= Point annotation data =
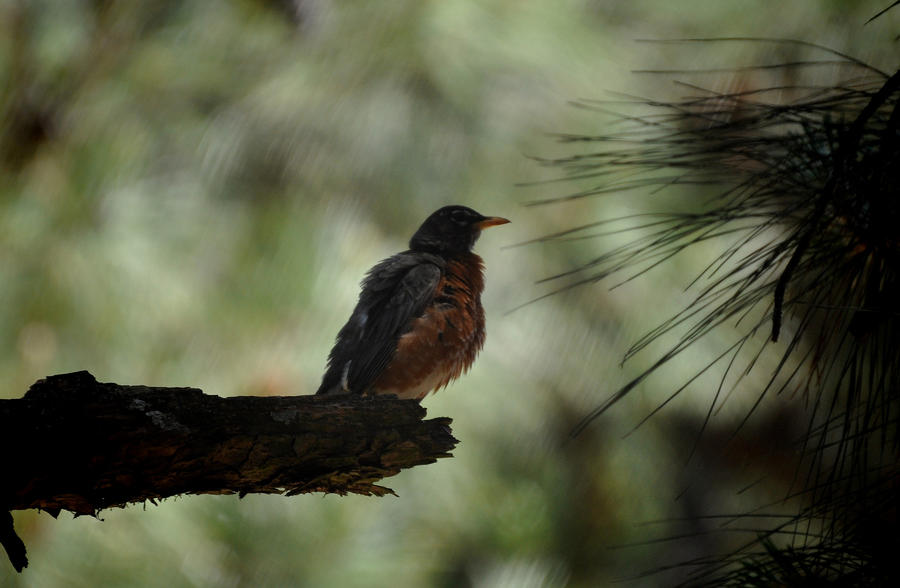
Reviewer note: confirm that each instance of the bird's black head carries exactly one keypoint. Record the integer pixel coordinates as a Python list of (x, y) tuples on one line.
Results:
[(452, 229)]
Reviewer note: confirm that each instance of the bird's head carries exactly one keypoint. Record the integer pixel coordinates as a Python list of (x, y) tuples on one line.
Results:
[(452, 229)]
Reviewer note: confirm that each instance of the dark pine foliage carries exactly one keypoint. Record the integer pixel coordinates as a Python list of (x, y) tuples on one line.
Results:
[(801, 182)]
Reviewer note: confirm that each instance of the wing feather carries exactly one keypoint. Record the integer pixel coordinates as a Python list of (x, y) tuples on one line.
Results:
[(395, 292)]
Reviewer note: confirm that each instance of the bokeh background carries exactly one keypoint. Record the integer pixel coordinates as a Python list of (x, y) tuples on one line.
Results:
[(191, 191)]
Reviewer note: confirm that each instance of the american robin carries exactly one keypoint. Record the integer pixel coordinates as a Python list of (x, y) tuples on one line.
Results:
[(419, 322)]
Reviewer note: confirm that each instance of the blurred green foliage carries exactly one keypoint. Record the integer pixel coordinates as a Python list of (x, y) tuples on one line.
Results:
[(190, 192)]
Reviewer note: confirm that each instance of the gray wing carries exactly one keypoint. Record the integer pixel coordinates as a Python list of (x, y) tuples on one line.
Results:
[(395, 292)]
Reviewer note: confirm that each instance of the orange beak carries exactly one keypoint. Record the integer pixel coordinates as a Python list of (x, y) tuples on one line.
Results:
[(491, 221)]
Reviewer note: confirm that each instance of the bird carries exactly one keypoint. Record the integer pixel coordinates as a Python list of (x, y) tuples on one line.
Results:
[(419, 322)]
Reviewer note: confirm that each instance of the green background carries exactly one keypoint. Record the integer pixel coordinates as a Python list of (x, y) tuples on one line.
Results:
[(190, 193)]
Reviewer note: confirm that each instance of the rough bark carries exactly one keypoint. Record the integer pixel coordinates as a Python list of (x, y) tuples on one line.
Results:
[(72, 443)]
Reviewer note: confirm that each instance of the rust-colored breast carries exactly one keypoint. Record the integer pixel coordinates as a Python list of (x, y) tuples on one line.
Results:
[(443, 343)]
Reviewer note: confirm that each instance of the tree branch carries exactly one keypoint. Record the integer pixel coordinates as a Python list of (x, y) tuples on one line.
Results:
[(72, 443)]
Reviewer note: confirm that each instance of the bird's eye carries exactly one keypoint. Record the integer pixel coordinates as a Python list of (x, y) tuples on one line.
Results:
[(459, 217)]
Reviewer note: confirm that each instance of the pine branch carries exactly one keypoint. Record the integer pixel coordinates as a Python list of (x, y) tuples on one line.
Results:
[(72, 443)]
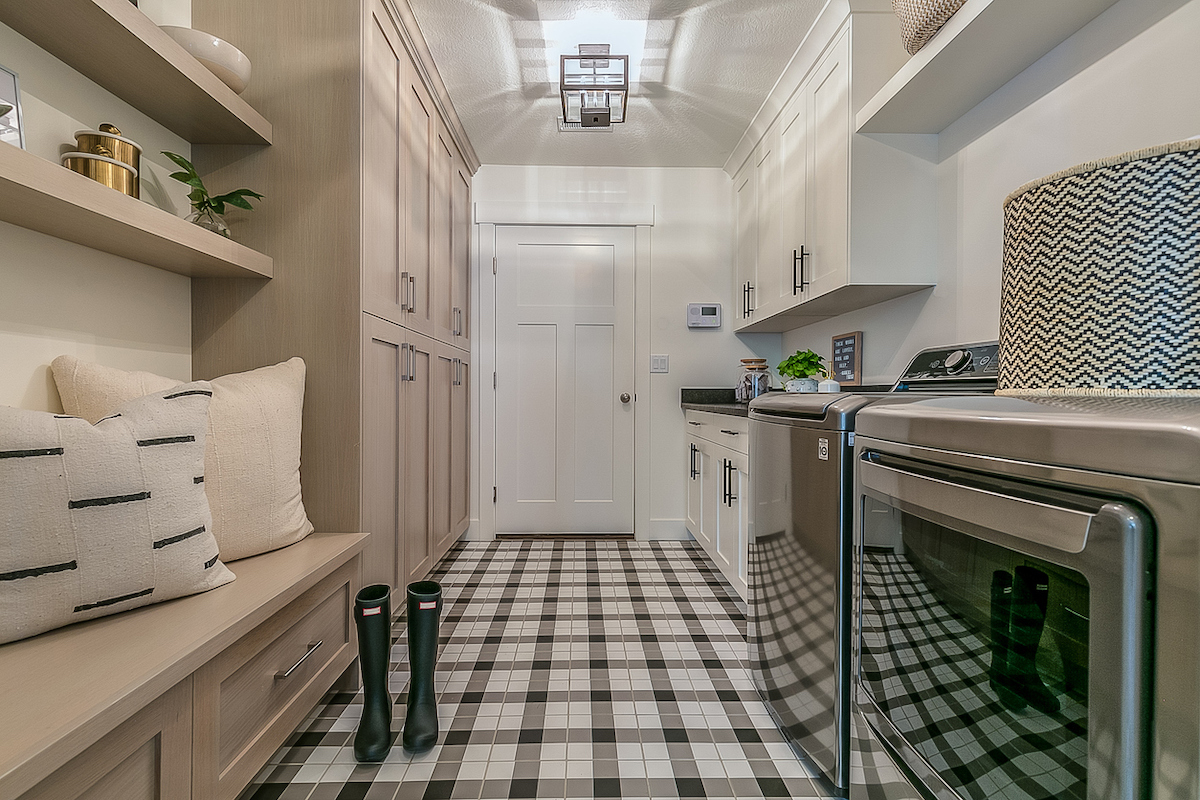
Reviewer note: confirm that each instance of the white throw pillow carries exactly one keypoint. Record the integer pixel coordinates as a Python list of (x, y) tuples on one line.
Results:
[(252, 462), (99, 519)]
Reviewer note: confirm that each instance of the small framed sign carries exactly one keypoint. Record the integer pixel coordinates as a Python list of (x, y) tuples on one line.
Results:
[(10, 109), (847, 359)]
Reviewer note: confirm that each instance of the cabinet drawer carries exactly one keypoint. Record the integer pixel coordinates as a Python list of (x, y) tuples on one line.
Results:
[(256, 692), (729, 431)]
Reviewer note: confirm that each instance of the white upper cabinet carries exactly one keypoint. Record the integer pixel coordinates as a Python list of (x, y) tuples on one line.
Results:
[(843, 221)]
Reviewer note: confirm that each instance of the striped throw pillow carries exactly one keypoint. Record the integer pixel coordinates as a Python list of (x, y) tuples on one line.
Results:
[(101, 518)]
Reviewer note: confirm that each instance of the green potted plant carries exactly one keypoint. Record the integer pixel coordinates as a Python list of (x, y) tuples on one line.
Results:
[(799, 371), (208, 210)]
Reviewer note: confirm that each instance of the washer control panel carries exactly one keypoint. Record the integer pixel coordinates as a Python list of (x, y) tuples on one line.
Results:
[(965, 362), (703, 314)]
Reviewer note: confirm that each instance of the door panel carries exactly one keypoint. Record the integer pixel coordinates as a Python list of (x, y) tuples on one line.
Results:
[(564, 353), (420, 401), (384, 358), (745, 190), (829, 192), (793, 199), (441, 271), (460, 269), (418, 251), (445, 365), (460, 451), (383, 235)]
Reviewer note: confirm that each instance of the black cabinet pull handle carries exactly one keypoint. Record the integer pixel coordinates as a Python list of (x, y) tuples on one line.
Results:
[(798, 281)]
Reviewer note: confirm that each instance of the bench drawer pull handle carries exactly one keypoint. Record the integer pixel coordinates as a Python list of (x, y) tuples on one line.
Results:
[(312, 649)]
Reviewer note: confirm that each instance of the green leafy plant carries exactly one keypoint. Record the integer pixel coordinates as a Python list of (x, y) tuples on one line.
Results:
[(199, 196), (802, 364)]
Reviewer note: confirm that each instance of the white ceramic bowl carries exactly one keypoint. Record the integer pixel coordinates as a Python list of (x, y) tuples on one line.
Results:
[(222, 59)]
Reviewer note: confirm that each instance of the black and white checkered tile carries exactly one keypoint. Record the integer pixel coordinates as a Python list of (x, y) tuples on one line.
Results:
[(927, 667), (567, 669)]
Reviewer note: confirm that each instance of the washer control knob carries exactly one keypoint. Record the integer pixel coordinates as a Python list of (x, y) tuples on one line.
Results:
[(958, 361)]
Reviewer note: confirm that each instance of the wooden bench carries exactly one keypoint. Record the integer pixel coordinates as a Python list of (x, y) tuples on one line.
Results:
[(183, 699)]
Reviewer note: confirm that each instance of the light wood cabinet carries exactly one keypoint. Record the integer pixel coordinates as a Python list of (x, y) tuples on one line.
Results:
[(371, 235), (719, 491), (145, 758), (849, 221), (184, 699)]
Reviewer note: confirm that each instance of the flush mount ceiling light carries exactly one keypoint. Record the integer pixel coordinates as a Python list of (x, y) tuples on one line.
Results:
[(594, 86)]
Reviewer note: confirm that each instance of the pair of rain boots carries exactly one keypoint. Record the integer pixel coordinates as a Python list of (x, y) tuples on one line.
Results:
[(372, 615), (1018, 617)]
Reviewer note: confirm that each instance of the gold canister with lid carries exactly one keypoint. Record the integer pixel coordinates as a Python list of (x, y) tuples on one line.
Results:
[(107, 157)]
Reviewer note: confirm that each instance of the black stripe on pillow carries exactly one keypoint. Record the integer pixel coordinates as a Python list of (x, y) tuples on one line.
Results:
[(108, 501), (113, 601), (37, 571), (30, 453), (189, 392), (165, 440), (171, 540)]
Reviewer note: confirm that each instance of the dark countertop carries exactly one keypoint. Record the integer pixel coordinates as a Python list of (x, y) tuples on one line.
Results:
[(732, 409)]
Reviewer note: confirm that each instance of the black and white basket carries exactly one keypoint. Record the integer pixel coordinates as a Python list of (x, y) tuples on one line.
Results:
[(1101, 292)]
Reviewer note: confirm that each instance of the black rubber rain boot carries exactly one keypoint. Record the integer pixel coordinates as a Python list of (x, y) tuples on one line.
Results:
[(372, 615), (999, 675), (1031, 595), (421, 721)]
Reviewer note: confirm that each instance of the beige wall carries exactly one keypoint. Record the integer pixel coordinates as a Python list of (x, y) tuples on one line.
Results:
[(691, 260), (60, 298), (1125, 82)]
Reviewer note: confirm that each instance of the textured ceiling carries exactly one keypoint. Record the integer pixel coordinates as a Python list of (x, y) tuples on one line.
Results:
[(706, 67)]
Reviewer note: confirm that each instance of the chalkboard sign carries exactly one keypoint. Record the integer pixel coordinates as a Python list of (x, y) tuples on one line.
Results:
[(847, 359)]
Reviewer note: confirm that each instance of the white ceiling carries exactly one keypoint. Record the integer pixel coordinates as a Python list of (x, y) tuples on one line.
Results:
[(706, 68)]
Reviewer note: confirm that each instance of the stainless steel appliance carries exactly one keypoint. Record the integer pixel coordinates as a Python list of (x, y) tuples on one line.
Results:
[(1027, 582), (801, 528)]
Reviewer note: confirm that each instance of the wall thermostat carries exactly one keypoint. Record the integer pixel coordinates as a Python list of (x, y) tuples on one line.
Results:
[(703, 314)]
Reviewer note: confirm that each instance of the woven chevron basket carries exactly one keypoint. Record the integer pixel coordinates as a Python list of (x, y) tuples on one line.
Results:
[(919, 19), (1101, 290)]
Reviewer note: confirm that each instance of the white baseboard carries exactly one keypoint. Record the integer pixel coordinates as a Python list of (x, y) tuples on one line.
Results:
[(665, 530)]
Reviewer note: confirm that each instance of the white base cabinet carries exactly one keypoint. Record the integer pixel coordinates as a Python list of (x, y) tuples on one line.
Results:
[(829, 221), (719, 491)]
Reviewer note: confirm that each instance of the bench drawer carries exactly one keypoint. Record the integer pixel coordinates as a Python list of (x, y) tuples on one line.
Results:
[(256, 692)]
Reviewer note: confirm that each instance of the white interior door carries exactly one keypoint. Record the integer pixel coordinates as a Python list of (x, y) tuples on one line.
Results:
[(564, 364)]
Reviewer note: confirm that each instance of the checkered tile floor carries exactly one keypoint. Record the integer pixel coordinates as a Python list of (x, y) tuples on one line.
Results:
[(567, 669)]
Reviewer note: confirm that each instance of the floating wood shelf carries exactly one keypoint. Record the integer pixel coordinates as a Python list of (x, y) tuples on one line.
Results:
[(42, 196), (982, 47), (123, 50)]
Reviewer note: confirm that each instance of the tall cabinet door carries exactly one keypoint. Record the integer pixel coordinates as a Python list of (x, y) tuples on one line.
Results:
[(733, 518), (445, 374), (460, 449), (383, 179), (419, 410), (420, 139), (460, 269), (828, 193), (442, 198), (747, 212), (766, 298), (384, 373), (793, 174)]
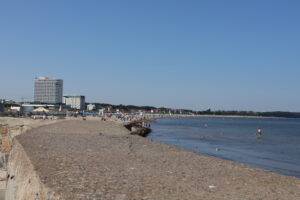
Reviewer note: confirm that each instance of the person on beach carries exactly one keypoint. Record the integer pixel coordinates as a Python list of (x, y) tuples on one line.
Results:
[(259, 132)]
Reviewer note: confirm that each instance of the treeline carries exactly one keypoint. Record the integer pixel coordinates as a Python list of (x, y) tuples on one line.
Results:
[(251, 113)]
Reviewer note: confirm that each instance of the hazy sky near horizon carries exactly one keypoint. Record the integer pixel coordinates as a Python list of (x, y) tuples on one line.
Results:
[(241, 55)]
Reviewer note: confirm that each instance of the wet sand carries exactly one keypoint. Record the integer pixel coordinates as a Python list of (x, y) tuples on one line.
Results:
[(101, 160)]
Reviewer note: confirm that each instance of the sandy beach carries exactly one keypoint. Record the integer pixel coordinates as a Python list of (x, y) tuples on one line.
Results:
[(91, 159)]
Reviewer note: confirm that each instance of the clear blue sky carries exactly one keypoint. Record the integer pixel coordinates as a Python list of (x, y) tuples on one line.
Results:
[(241, 55)]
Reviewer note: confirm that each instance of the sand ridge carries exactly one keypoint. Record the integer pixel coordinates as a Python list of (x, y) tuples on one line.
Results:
[(101, 160)]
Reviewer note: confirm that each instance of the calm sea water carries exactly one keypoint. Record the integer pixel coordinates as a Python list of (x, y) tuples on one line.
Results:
[(278, 149)]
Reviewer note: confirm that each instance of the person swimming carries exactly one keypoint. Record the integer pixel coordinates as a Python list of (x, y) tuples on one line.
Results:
[(259, 132)]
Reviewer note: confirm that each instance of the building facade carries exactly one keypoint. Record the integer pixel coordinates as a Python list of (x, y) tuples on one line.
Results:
[(75, 101), (48, 90)]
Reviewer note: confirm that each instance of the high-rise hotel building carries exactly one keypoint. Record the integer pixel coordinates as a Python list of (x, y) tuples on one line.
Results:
[(48, 90)]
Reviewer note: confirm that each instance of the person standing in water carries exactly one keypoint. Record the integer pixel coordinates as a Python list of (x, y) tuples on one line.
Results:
[(259, 132)]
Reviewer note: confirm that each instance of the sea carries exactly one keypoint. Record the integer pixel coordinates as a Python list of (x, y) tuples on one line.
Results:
[(235, 139)]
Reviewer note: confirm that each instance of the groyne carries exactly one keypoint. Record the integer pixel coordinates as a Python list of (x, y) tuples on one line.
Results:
[(82, 160)]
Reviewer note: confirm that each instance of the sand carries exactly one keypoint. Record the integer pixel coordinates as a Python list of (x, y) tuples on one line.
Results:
[(78, 159)]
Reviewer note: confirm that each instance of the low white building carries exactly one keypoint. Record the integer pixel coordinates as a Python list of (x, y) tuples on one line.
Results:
[(74, 101)]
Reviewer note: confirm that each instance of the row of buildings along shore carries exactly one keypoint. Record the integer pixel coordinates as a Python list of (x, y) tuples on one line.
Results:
[(48, 95)]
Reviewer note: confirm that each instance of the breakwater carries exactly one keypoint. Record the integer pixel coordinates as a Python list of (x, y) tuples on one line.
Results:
[(83, 159)]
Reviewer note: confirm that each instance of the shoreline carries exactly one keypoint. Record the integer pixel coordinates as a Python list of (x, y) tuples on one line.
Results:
[(113, 164)]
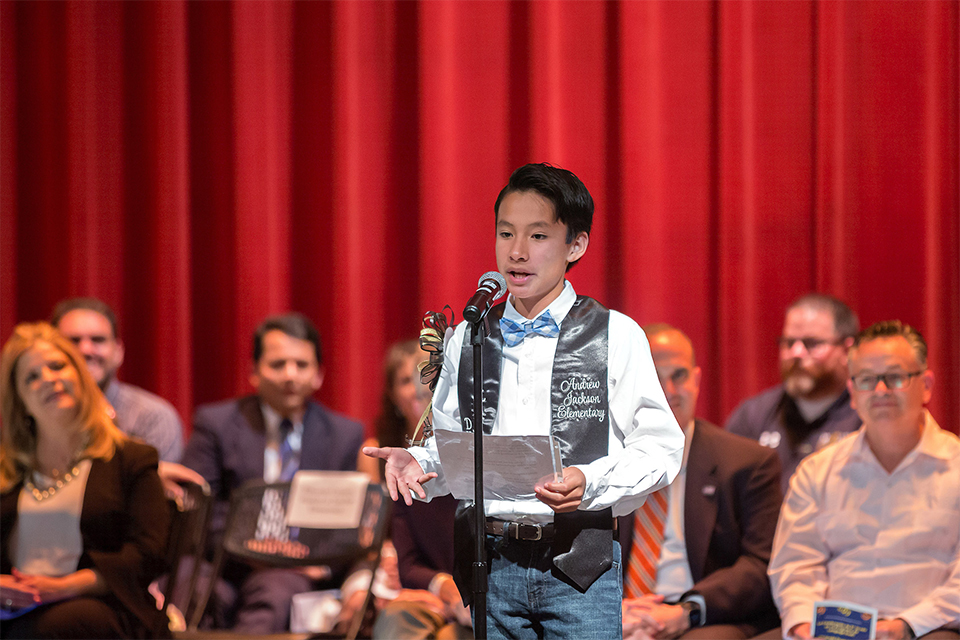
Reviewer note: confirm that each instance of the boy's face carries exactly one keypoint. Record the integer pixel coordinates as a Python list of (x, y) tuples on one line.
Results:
[(532, 250)]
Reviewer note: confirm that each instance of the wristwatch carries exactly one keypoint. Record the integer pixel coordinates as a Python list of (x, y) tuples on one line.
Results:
[(694, 612)]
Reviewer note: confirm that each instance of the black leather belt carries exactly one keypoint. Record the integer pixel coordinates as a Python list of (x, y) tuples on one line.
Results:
[(520, 530)]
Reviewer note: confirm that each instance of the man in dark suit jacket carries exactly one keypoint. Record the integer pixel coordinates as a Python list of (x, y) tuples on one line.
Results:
[(711, 578), (269, 436)]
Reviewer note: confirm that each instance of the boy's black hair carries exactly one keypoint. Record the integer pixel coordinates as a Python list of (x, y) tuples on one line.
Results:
[(295, 325), (571, 201)]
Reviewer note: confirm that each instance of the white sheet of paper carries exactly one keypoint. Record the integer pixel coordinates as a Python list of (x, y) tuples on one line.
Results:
[(512, 465), (327, 499)]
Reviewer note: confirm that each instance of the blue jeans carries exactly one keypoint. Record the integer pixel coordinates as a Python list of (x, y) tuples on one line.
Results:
[(527, 599)]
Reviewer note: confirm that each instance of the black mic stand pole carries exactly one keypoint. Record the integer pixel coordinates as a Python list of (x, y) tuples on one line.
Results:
[(480, 559)]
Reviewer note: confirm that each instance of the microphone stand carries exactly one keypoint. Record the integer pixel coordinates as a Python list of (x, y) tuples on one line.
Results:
[(480, 559)]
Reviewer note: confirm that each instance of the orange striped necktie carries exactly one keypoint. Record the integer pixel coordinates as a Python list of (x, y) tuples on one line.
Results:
[(648, 524)]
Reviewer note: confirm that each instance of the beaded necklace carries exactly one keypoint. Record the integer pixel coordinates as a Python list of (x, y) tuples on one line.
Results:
[(41, 495)]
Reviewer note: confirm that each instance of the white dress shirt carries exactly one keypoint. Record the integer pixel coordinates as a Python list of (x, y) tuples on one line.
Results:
[(851, 531), (272, 462), (46, 540), (645, 444), (674, 577)]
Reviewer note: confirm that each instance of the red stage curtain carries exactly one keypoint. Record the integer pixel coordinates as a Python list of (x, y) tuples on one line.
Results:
[(200, 165)]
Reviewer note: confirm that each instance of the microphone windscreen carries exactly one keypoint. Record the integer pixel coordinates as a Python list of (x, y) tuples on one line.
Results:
[(496, 278)]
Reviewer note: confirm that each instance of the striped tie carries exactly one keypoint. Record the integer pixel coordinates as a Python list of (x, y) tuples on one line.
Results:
[(648, 523)]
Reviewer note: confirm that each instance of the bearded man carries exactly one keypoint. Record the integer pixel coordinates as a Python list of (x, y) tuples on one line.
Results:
[(811, 407)]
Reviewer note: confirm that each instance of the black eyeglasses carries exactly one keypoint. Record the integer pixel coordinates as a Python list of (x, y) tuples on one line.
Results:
[(893, 380), (809, 344)]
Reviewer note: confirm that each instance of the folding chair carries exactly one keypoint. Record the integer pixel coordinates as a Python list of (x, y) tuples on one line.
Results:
[(257, 533), (188, 535)]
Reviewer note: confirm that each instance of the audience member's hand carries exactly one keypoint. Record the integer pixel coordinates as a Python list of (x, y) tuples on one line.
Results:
[(455, 611), (425, 599), (44, 589), (895, 629), (672, 619), (563, 496), (402, 473), (173, 475), (633, 623)]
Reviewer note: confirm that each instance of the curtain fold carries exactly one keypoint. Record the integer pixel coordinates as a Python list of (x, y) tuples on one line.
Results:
[(200, 165)]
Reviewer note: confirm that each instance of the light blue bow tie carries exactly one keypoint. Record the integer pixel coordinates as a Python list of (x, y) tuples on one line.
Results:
[(515, 332)]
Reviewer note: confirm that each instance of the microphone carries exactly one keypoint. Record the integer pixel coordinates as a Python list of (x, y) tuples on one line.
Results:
[(490, 287)]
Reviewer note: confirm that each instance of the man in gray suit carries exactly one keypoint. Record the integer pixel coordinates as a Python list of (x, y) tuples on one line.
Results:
[(269, 436), (708, 579)]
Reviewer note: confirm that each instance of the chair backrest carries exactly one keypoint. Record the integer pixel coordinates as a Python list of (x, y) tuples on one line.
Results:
[(188, 534), (256, 530)]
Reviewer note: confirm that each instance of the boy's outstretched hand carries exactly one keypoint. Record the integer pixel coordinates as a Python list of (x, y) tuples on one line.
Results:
[(402, 472), (563, 496)]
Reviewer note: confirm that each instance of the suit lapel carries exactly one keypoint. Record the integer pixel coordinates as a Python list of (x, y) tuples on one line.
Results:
[(316, 427), (700, 501), (251, 437)]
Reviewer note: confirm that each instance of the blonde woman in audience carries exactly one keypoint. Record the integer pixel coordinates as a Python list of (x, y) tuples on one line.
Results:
[(402, 403), (83, 518)]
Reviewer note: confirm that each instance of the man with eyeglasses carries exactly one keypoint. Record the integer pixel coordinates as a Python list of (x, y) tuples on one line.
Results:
[(695, 554), (875, 518), (811, 407)]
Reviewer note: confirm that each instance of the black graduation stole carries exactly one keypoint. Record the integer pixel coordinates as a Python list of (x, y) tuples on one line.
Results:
[(579, 414)]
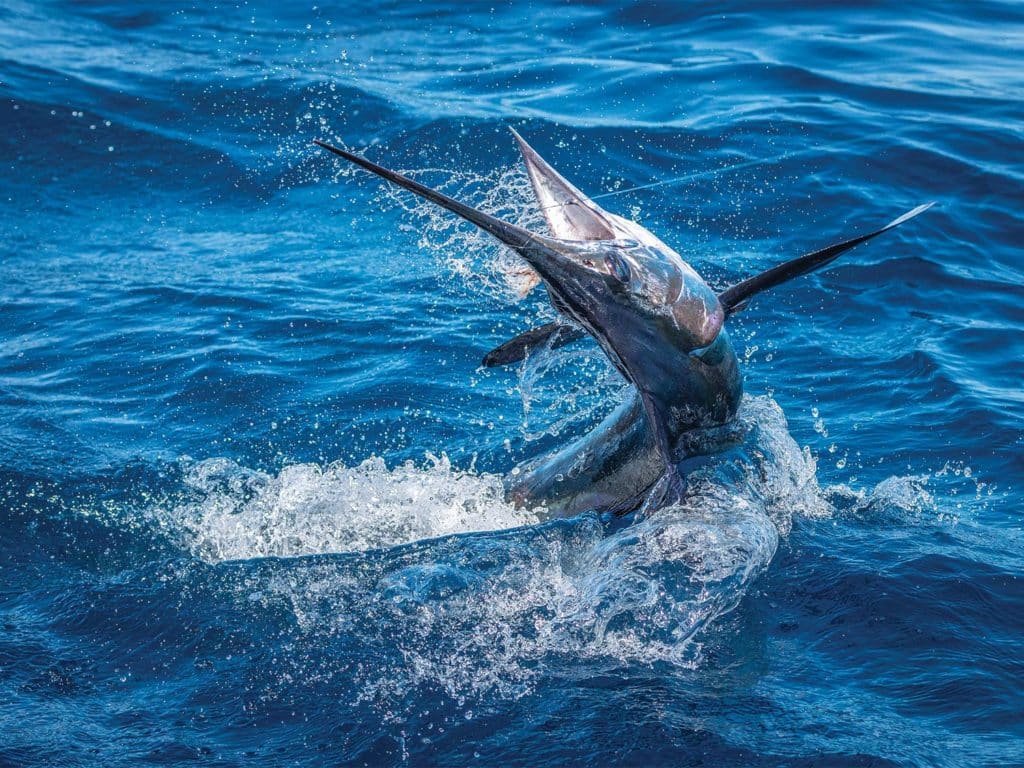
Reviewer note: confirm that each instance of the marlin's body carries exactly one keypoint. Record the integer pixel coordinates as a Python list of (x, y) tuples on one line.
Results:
[(655, 318)]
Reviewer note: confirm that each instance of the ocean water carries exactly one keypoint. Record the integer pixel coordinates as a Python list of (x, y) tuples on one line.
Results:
[(250, 470)]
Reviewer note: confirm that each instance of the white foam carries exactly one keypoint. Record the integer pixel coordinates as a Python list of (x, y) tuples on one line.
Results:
[(306, 509), (482, 615)]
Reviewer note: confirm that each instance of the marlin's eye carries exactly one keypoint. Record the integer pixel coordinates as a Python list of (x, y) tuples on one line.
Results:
[(617, 267)]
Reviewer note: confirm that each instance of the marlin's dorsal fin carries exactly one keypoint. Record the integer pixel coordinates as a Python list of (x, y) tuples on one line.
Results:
[(569, 213), (555, 334), (734, 299)]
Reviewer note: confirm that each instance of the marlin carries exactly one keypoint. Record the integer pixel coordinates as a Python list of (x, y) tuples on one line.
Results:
[(657, 322)]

= The task =
Reproduce the stretch of data from the line containing "washer control panel" through the line containing "[(183, 699)]", changing every "pull handle" to "grip" and leaving all else unchanged.

= Output below =
Reviewer note: confirm that each instance of the washer control panel carries exactly one keypoint. Record the integer pixel coordinates as a Python list of (x, y) tuples on one line.
Results:
[(965, 362), (703, 314)]
Reviewer note: confirm that each instance of the door panel carries exactly one keypoint. Record the integer pixel coordinates as a Python list of (x, y) tuples on one line.
Results:
[(564, 353), (420, 401), (384, 358), (745, 190), (829, 192), (793, 199), (441, 271), (460, 269), (418, 251), (445, 365), (460, 451), (383, 235)]
Reviewer note: confirm that each instance of the black cabinet grip carries exactly one keypoint. Record the integer pixel coordinates as a Python list of (x, y) tuples on one line.
Results:
[(798, 281)]
Reviewer note: confirm that each instance of the bench drawer grip carries exactly one keypoint. Record the integer pixel coordinates as a Python list of (x, y) tuples on one line.
Results:
[(312, 649)]
Reviewer note: confirm that each instance of the green leafy plant carries exactly one keypoint. Record the integer pixel coordinates as a Python list of (x, y) tuples on one line.
Results:
[(199, 196), (802, 364)]
Reviewer note: confirm that each instance of the white ceramic bowl carries exactly one keypoint. Record the integer pixel coordinates as a Python list of (x, y) tuples on one line.
Results:
[(222, 59)]
Reviewer note: confirm that each instance of the black and white checkered tile carries exactly one keypoint. Record the integer pixel coordinates as a Python list of (x, y) tuples on one line.
Results:
[(927, 667), (567, 669)]
Reviewer note: confirm that each instance of the washer control knob carries exactly one keypoint. Record the integer pixel coordinates as a Python list of (x, y) tuples on one line.
Results:
[(958, 361)]
Reviewer note: confirm that each instance of the wooden bench carries exactly one keypoint. Record the integer pixel coordinates as a Python list of (x, y) tuples on one line.
Results:
[(183, 699)]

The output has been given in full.